[Extract provided]

Detritus in the pelagic ocean

Michael R. Stukel, K. A. S. Mislan, Moira Décima, and Laura Hmelo

Full Citation: Stukel, Michael R., K. A. S. Mislan, Moira Décima, and Laura Hmelo. 2014. Detritus in the pelagic ocean. p. 49-76. In P.F. Kemp [ed.], Eco-DAS IX Symposium Proceedings. ASLO. [doi: 10.4319/ecodas.2014.978-0-9845591-3-8.49]

ABSTRACT: Detritus is a ubiquitous and diverse component of the pelagic ecosystem. It comprises a wide class of particles created by such diverse processes as cell death, egestion, and aggregation. Detrital particles span several orders of magnitude in size and have distinctly different chemical and physical properties. As a consequence, the propensity of detrital particles to serve as substrates for bacteria or grazers, passive particles drifting through the ocean, or conduits for rapid flux into the deep ocean is highly variable. In this chapter, we review the diverse nature of detrital particles and corresponding production and loss terms in the pelagic ocean, as well as current attempts to include detritus in ecological and biogeochemical models. Our goal is to bridge the gap between field experiments and modeling studies by highlighting properties of detritus that vary predictably between classes and can be both measured in the field and incorporated into the next generation of pelagic ecosystem models.

[Brief A]
Answer these questions from the detritus abstract and its citation:
(i) Which three processes does the abstract name as creating detrital particles?
(ii) On which pages of the Eco-DAS IX Symposium Proceedings does the chapter appear?
(iii) According to the abstract, what gap do the authors aim to bridge?
[Brief B]
Translate this sentence from the detritus abstract into Spanish: "Detritus is a ubiquitous and diverse component of the pelagic ecosystem."

[Supplied information]
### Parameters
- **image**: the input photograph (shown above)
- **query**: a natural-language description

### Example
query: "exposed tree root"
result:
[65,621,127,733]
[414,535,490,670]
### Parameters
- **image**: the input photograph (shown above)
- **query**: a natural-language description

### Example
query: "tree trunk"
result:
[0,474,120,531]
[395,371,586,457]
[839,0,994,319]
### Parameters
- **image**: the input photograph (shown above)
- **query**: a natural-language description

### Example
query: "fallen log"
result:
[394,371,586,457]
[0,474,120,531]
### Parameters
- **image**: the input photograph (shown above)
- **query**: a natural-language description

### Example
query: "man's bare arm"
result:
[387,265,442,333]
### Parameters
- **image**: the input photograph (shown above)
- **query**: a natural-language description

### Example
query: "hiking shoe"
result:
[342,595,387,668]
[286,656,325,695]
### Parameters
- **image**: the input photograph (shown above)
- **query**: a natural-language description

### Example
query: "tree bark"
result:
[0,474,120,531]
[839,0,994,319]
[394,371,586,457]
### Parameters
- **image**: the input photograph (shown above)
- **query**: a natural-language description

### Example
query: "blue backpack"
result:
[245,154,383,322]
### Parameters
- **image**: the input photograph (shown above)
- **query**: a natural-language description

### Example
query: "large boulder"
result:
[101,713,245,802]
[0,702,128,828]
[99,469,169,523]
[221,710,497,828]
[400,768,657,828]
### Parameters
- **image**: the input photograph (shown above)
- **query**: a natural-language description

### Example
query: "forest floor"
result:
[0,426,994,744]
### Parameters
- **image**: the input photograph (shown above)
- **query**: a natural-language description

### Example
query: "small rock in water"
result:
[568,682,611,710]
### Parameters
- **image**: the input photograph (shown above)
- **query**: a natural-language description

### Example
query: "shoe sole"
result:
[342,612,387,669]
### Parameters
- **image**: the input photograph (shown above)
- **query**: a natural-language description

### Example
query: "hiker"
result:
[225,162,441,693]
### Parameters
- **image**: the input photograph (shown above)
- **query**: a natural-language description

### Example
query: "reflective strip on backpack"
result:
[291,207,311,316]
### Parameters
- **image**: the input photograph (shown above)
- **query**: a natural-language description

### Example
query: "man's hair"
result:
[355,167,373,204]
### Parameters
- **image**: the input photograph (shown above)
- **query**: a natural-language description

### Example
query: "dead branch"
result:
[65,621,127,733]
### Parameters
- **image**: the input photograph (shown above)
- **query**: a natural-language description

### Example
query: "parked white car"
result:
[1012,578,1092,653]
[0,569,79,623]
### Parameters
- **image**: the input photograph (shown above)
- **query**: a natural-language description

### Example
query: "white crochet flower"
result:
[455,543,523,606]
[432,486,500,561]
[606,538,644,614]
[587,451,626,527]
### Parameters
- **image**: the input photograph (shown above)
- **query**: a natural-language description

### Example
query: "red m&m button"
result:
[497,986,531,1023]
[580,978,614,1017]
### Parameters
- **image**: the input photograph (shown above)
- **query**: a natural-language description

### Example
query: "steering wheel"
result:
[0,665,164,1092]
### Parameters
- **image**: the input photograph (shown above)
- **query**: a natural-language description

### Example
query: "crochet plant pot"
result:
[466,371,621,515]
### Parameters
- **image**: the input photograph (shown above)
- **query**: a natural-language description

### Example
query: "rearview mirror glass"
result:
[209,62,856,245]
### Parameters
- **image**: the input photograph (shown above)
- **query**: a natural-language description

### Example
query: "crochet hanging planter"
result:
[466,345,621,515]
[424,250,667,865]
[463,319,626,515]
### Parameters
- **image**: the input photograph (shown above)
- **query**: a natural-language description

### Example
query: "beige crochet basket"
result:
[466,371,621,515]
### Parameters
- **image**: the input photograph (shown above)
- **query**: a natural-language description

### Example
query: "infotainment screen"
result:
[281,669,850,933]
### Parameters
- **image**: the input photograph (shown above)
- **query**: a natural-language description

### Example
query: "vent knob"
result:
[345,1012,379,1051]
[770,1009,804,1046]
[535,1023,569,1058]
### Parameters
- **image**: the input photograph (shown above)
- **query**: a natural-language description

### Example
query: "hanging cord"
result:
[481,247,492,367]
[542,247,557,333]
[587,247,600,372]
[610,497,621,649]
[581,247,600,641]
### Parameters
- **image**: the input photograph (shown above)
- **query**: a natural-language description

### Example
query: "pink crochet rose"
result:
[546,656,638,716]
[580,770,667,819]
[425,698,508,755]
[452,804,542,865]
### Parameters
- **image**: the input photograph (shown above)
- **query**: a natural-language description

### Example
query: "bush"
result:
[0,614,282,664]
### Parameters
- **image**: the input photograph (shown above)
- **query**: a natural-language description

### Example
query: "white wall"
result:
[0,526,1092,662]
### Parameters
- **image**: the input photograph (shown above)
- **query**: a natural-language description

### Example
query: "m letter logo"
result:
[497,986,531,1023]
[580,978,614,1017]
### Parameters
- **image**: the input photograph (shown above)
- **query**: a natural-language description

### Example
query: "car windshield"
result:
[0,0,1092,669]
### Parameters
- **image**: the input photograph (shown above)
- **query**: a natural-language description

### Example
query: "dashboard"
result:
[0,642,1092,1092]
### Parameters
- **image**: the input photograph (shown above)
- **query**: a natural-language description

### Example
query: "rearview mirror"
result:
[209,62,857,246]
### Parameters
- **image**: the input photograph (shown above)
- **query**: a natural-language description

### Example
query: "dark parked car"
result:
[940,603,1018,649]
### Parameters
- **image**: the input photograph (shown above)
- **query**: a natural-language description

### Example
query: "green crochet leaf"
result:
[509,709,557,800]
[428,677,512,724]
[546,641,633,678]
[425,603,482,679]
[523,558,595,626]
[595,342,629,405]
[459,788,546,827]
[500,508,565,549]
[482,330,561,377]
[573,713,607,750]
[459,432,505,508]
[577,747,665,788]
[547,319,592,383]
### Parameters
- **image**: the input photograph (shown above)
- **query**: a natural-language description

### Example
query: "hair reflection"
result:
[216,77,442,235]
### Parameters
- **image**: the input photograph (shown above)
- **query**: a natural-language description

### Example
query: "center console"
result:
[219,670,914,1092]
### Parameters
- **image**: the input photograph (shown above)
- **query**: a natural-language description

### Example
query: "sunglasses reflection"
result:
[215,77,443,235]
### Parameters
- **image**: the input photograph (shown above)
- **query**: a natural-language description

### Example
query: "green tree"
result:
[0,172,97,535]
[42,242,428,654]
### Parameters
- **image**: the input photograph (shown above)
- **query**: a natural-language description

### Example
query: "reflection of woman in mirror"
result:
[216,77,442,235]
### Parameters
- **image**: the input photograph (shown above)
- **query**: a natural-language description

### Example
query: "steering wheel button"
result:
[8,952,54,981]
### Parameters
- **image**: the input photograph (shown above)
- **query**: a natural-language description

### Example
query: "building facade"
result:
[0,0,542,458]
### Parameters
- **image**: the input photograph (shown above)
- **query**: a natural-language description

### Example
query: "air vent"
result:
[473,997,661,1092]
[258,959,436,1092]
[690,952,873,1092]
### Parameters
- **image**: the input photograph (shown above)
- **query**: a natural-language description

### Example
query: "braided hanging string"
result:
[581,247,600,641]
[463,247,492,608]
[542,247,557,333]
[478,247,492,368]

[Exercise result A]
(i) Cell death, egestion, and aggregation.
(ii) Pages 49-76.
(iii) The gap between field experiments and modeling studies.

[Exercise result B]
El detrito es un componente ubicuo y diverso del ecosistema pelágico.